▸ GIVEN PROBLEM A: In the forum thread about defining a planet, what does the cited reference say sulphur impurities allow?

--- DOCUMENT EXCERPT ---

MKruer wrote:Planet: A celestial body large enough to generate a minimum heat of 1000K at is core through its own radiogenic heating, gravitational (primordial) heating or tidal heating, at any point during its historical past with a minimum duration of 100million years.
OK, here you've tightened up precision - good - but the problem is that you've tightened up precision on parameters that are derived not observed. Therefore these are so open to debate and review that even though I agree with chaos syndrome that it would be nice to have time to settle the issue, we'd be criticised for the impracticality of it.
It's like the astronomer who wanted to differentiate between Brown Dwarves and Superjupiters by their different formation mechanisms. Everyone else* asked, "
how can we decide?," and the guy hasn't got an answer.
MKruer wrote:On top of that I never said that the magnetic field was required to classify any body as a planet.
No, but I'm not sure you ever said it wasn't
. Anyway, I understand it that you're holding finding any (residual) magnetic field as evidence of e.g., a molten core (that has been) hotter than 1,000K for 100 million years.
MKruer wrote:Spaceman Spiff wrote:For Mars the evidence of a molten core is tenuous.
<sarcasm>So Mars is no longer a planet?</sarcasm>
Hey! Good use of humous tags there!
No, I wasn't saying Mars is no longer a planet. I was pointing out that there is not an adbundance of evidence for a Martian molten core. For example, this
reference (
http://www.anl.gov/Media_Center/News/20 ... 26mars.htm ) soon after yours states at one point: "The data support previous models of the martian core. ", which as d.m.falk mentions consider mars to have a solid core, but goes on to discuss inference of a molten core. Ironically (or double ironically!), it says sulphur impurities allow molten iron cores at reduced temperatures, so the core temperature issue is complicated by this discovery.
So there are complications. The global magnetic field of Mercury could have been induced; Venus appears geologically asleep (that is, we still haven't detected the kind of core you require), and impurities could upset the required temperature to molten iron.
MKruer wrote:... what about rouge planets, inner planets that were for one reason or another flung out of a system and are now wondering the void or planets that for one reason or another have a highly eccentric orbit, like some of the extrasolar planets that are 5 times more massive then Jupiter, but highly elliptical orbits?
Doh! I forgot about rogue planets (spelling! sir, otherwise I don't care about the planet's colour.
). I think tracing back the orbit to formation might allow us to recover an original orbit. For the collection of eccentric extrasolar orbits, population identitfication in orbit-mass scattergrams takes care of that.
MKruer wrote:Finally the reason why I came up with the idea for classify planets based upon it thermal core properties is because it is mass, size, orbit, and composition independent. A small rocky body would be classified as a planet sooner then a ball of ice, but at what point should a ball of ice be considered a planet? If you can answer that question precisely then there is no reason for my definition, problem is that any other definition would be more arbitrary then
"... mass, size, orbit, and composition independent", but technically requires spacecraft probe data to derive the necessary parameters. but I can avoid the pitfall of your question of limit by the scattergram method. Even so, why should a 13,000km diameter 'rock ball' be sooner considered a planet than a 13,000km diameter 'ice ball'?
Spiff.
* Another convenient exaggeration by me...
.

---

▸ GIVEN PROBLEM B: Collect every line in the entries below that contains the string "Target". Case counts.

--- SOURCE RECORDS ---

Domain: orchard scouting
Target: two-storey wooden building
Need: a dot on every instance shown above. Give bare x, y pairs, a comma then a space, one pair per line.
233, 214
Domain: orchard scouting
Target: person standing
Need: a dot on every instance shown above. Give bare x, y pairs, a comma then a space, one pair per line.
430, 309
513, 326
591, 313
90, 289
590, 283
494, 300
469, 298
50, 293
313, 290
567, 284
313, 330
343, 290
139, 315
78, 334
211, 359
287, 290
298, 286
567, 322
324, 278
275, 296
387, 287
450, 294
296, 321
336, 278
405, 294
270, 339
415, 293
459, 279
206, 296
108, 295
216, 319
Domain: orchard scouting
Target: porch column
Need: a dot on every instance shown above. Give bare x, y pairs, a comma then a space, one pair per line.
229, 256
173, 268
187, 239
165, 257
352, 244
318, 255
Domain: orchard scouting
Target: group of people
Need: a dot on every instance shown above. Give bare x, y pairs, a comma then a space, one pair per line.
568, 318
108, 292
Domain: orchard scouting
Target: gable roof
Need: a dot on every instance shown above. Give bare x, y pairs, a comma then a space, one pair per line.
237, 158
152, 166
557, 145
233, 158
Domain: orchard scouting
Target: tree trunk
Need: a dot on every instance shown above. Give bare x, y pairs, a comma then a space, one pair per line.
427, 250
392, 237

---

▸ EXERCISE RESPONSE A: Molten iron cores at reduced temperatures.

▸ EXERCISE RESPONSE B:
Target: two-storey wooden building
Target: person standing
Target: porch column
Target: group of people
Target: gable roof
Target: tree trunk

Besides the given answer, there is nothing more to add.